-- GIVEN RECORDS follows --
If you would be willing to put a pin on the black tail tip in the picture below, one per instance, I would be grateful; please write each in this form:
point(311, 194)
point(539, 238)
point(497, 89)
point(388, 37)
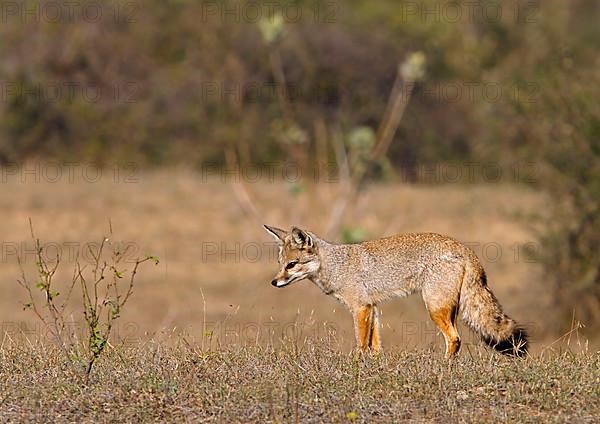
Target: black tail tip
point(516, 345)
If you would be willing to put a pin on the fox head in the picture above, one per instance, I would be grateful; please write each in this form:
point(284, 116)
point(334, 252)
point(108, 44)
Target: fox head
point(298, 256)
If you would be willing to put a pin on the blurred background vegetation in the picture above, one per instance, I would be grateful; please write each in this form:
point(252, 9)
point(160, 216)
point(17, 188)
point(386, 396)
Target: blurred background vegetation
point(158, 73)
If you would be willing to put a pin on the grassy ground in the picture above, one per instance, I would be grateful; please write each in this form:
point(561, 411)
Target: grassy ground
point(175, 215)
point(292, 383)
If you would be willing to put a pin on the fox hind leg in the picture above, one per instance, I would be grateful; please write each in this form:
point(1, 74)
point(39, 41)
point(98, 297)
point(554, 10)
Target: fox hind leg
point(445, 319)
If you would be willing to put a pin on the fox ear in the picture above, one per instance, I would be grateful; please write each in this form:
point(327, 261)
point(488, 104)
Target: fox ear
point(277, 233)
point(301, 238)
-- GIVEN RECORDS concluded --
#### ABOUT THIS TASK
The entries are to be printed exactly as written; the pictures are to be left out.

#### RESPONSE AREA
If you would be willing to put a pin on the black tail tip in the picture below, one per instance, I would be grateful; please write each in this form:
point(311, 194)
point(539, 238)
point(497, 89)
point(388, 37)
Target: black tail tip
point(516, 345)
If you would be willing to put a pin on the fox head in the picture above, one per instance, I would be grateful; please write each in this form:
point(284, 116)
point(334, 252)
point(108, 44)
Target: fox head
point(298, 256)
If you would be willing to put a pin on the blurred background vegetation in the picture above, one per instance, I would be grateful; please write each in this form:
point(252, 9)
point(160, 216)
point(17, 188)
point(386, 396)
Target: blurred background vegetation
point(158, 73)
If you would be willing to put a pin on the grassy ground in the picture above, one per instance, I would be grateful; please write each in this form:
point(561, 411)
Target: grassy ground
point(175, 215)
point(292, 383)
If you would be willing to put a pin on the fox hind leg in the picture above, one per instance, I would be grateful; please write each in this form:
point(1, 74)
point(39, 41)
point(98, 297)
point(554, 10)
Target: fox hind leg
point(445, 319)
If you would be willing to put a pin on the fox ear in the picture above, one per instance, I would be grateful; please write each in this form:
point(327, 261)
point(488, 104)
Target: fox ear
point(277, 233)
point(301, 238)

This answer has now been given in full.